Problem:
Reproduce each of the lines below word for word, omitting the pictures.

Record excerpts:

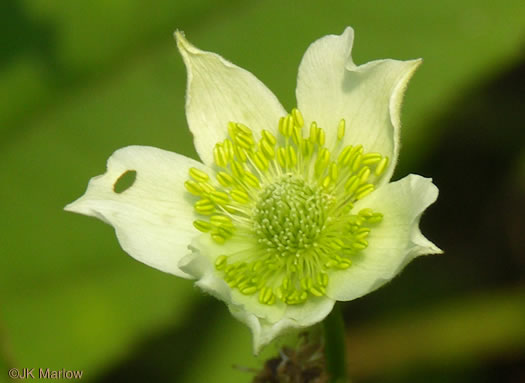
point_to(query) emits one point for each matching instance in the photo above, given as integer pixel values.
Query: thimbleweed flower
(288, 212)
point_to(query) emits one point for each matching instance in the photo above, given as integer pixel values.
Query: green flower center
(288, 201)
(289, 215)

Answer:
point_to(query) emits one point for each matching instance in the photo above, given as integer pixel values.
Query: thimbleweed flower
(288, 212)
point_to(query) emits one point for each matching instance in the photo above, given as integer pixel values.
Query: green flower center
(288, 201)
(289, 215)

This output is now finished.